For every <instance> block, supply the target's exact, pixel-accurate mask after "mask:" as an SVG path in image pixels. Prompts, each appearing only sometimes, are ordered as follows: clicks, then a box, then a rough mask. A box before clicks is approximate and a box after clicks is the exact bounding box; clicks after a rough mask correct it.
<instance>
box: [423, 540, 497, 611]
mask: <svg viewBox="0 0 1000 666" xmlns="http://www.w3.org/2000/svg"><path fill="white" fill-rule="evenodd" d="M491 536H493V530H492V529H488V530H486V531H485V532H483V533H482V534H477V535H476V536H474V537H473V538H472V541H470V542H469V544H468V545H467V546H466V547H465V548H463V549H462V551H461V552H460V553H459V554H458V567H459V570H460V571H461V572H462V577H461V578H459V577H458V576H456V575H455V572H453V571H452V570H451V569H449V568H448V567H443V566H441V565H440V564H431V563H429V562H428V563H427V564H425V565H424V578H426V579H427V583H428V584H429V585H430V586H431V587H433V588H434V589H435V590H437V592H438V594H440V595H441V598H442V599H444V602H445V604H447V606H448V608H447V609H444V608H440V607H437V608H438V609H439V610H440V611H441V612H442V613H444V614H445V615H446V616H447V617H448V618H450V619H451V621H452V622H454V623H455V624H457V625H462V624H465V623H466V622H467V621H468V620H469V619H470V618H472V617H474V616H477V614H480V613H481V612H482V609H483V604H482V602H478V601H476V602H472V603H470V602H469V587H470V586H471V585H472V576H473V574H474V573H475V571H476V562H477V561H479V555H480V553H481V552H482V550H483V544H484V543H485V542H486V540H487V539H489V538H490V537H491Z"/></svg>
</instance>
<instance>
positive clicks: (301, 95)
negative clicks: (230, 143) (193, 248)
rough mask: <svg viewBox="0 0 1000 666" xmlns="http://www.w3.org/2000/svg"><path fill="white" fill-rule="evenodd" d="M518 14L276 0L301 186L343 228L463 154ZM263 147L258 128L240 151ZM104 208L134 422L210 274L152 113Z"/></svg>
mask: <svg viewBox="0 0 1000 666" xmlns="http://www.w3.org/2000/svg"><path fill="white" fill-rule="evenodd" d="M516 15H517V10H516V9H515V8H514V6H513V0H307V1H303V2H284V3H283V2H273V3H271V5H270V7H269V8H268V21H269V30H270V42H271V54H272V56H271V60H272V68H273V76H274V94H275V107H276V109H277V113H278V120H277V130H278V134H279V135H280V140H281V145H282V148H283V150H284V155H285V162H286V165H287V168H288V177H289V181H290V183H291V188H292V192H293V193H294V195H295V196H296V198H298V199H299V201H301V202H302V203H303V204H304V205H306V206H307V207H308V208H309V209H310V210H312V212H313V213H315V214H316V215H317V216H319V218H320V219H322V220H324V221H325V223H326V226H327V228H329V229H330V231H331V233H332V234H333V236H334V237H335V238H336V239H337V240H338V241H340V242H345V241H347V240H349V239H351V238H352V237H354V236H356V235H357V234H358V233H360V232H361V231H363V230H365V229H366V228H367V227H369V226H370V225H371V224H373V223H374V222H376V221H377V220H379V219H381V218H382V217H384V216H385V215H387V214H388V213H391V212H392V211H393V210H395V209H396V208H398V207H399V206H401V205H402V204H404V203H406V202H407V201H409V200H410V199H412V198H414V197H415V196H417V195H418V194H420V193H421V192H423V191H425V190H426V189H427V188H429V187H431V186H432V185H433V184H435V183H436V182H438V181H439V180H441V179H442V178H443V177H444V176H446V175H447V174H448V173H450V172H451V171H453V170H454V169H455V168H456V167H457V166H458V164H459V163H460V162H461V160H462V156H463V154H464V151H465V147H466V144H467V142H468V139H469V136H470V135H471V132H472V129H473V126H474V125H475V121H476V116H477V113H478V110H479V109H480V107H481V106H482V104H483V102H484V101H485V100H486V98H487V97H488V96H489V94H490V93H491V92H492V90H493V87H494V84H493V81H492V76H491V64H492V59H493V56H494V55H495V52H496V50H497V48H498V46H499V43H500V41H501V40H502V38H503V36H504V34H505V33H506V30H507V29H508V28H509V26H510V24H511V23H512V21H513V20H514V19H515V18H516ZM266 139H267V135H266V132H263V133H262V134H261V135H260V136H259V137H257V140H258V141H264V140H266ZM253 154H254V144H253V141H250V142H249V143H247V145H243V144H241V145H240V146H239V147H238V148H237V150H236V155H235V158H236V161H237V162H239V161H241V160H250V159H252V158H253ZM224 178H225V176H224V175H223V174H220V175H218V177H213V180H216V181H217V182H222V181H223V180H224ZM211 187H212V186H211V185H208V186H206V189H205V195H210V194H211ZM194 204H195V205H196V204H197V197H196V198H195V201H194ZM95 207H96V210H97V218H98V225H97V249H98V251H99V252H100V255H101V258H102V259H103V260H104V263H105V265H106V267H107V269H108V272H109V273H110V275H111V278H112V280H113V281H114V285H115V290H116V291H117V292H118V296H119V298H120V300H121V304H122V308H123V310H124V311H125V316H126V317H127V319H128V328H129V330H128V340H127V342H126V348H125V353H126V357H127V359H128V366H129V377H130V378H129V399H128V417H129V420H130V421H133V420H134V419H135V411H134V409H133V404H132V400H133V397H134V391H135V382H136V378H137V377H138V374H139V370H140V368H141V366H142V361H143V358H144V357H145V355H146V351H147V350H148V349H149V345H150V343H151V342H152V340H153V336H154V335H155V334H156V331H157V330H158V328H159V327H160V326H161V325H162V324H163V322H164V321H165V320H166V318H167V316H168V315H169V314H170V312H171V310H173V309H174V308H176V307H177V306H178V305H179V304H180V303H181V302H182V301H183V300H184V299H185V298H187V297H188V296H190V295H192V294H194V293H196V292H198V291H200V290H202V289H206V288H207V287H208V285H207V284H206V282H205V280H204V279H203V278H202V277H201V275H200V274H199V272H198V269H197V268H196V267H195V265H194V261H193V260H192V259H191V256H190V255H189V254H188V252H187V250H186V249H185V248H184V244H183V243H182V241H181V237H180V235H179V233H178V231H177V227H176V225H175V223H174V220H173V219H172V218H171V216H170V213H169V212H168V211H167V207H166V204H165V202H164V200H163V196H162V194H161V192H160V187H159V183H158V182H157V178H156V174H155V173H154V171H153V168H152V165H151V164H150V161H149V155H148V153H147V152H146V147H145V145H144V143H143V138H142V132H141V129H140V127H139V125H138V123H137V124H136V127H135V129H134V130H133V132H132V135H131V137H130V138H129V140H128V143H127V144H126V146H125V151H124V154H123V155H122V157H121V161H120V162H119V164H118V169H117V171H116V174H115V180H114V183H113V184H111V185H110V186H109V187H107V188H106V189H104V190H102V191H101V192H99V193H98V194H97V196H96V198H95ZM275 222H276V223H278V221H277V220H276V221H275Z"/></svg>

──────────

Go through the records above and copy every line with the word "clicks".

For every <instance> block, supply the target's exact, pixel-accurate mask after "mask:" as an SVG path in image pixels. Prompts, each appearing only sometimes, are ordered as follows: clicks, then a box, then a rough mask. A box before clicks is approximate and a box after clicks is the exact bounding box; clicks after a rough mask correct it.
positive clicks: (301, 95)
negative clicks: (230, 143) (193, 248)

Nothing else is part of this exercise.